— EXCERPT —
* BEGIN *
Free Newsletters - Space - Defense - Environment - Energy - Solar - Nuclear
by Staff Writers
Paris (AFP) Dec 03, 2012
The need for a more sustainable global energy system is more urgent than ever, the International Energy Agency warned on Monday as UN climate talks went into a second week.
"As international climate negotiators enter their second week of talks ... in Doha, the need to rapidly transition to a more secure, sustainable global energy system is more urgent than ever," IEA Executive Director Maria van der Hoeven said in statement.
"IEA analysis shows that achieving the internationally agreed climate goal of limiting warming to two degrees celsius is becoming more difficult and more expensive with every passing year," she said.
After six days of intense negotiations, observers in Doha said nations were far from agreement on extending the Kyoto Protocol on curbing emissions of Earth-warming gases, mainly carbon dioxide (CO2) produced from burning fossil fuels.
"In the short term, the IEA strongly encourages all governments to enact policies that promote the rapid deployment of energy-efficiency technologies; this would reduce greenhouse gas emissions and buy time to secure a much-needed global climate agreement," the statement said.
* END *
— TASK A —
Answer these questions about the article on the Doha climate talks, each on its own line:
(i) Who is the Executive Director of the International Energy Agency?
(ii) In which city were the UN climate negotiations taking place?
(iii) To how many degrees Celsius does the internationally agreed climate goal aim to limit warming?
— TASK B —
Pick up the article on the Doha climate talks after its last sentence and write what comes next.

— EXTRACTED INFORMATION —
* BEGIN *
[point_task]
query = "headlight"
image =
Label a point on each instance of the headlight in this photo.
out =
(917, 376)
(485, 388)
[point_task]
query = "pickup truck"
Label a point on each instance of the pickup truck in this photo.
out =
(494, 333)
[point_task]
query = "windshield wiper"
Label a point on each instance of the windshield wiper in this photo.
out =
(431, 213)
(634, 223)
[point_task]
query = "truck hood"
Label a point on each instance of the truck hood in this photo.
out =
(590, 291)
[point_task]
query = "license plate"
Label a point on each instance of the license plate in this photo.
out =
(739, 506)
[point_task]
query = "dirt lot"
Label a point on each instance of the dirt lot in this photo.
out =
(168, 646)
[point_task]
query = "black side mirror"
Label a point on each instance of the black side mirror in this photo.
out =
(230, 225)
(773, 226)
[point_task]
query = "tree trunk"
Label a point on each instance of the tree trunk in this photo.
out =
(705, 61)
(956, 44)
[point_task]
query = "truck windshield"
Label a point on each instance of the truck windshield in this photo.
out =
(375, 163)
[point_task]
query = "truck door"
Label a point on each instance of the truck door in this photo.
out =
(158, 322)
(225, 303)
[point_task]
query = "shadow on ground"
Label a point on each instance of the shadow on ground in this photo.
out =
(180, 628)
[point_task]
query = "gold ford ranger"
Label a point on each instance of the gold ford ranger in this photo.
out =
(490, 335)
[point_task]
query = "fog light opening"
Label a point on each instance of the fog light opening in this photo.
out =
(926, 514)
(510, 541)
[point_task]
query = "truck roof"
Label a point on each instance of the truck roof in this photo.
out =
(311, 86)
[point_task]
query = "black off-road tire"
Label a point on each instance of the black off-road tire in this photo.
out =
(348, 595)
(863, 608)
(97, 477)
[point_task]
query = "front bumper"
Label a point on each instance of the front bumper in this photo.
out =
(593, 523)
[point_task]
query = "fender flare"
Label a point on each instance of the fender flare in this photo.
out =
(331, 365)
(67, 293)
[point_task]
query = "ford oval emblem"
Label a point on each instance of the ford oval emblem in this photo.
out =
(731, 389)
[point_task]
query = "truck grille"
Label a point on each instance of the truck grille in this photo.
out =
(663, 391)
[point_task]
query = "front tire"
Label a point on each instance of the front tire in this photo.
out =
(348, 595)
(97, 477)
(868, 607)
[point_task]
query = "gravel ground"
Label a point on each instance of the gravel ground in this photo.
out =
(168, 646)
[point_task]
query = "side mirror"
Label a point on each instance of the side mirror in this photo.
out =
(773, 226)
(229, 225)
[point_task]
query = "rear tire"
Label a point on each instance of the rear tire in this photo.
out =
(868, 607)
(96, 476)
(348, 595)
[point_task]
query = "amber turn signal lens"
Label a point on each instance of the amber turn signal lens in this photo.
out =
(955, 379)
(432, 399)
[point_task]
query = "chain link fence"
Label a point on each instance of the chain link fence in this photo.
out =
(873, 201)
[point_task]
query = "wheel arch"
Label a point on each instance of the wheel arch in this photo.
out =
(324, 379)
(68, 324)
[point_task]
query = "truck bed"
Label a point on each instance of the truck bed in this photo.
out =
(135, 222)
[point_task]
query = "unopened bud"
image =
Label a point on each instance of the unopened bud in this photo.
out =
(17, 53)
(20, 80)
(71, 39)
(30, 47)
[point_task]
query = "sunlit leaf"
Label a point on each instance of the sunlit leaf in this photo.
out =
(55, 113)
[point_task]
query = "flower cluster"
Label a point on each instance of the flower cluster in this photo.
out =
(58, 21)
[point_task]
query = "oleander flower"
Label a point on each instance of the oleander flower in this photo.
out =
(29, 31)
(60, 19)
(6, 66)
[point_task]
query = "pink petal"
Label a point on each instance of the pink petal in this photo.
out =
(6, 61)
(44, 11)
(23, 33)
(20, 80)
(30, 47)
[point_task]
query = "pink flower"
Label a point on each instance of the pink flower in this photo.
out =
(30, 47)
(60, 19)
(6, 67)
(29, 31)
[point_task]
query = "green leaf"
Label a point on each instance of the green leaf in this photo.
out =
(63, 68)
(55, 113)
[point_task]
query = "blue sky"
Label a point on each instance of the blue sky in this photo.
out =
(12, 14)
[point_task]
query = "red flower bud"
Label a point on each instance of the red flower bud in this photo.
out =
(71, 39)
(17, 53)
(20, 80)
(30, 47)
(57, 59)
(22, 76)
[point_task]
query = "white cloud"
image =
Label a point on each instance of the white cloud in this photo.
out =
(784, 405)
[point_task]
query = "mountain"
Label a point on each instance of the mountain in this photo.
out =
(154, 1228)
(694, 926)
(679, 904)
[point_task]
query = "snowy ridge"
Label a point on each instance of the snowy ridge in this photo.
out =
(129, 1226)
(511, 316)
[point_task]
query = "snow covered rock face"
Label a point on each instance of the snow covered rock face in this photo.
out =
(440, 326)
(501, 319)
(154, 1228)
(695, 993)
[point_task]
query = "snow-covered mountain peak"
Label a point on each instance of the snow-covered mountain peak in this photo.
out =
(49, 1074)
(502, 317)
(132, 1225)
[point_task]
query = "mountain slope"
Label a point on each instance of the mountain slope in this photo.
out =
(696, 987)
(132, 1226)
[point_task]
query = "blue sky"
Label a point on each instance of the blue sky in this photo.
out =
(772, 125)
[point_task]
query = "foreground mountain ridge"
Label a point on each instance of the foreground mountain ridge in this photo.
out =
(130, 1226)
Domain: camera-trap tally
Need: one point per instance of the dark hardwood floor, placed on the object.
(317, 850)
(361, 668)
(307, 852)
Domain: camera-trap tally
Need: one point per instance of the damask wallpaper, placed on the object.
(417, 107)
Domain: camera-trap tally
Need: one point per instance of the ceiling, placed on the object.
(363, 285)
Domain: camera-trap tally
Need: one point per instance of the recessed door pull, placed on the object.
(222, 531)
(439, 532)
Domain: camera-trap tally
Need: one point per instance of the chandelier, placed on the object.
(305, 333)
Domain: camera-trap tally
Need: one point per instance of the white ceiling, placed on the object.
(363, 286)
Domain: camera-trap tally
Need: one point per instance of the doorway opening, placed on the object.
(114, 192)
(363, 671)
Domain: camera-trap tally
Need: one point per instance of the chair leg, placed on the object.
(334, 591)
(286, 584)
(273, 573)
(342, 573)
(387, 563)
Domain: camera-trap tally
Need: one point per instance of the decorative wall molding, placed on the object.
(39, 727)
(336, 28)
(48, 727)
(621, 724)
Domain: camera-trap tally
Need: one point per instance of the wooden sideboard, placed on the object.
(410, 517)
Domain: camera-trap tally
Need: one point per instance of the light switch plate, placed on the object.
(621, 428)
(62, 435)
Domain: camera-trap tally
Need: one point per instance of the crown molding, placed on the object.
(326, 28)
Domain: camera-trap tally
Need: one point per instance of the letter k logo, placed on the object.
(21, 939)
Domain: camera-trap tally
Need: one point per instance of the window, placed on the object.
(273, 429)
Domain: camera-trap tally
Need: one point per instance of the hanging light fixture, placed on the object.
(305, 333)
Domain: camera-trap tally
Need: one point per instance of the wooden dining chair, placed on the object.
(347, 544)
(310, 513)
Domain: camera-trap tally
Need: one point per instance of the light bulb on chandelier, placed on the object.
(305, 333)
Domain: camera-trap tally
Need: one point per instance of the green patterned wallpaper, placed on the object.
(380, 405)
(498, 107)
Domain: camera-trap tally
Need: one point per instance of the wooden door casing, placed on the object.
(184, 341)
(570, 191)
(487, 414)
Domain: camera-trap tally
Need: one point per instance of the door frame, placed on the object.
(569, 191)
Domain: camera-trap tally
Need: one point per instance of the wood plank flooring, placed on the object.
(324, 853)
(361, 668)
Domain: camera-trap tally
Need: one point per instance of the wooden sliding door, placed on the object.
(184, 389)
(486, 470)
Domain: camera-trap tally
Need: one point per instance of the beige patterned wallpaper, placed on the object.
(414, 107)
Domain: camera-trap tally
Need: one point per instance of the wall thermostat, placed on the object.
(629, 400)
* END *
— WRITTEN RESPONSE A —
(i) Maria van der Hoeven
(ii) Doha
(iii) Two degrees Celsius

— WRITTEN RESPONSE B —
Without concerted action, the IEA forecast that announced policies "could lead to an increase (in global warning) of 3.5 degrees Celsius."
"An increase of this magnitude could trigger widespread melting of the permafrost in Arctic regions with unpredictable results," the IEA said.
Analysts say the Doha talks have become stuck, partly over a disagreement within the European Union on whether individual nations should be allowed to hold on to unused emissions quotas.
Nations could hold onto these unused allowances, estimated to amount to some 13 billion tonnes globally, under the first leg of the Kyoto Protocol that runs out on December 31.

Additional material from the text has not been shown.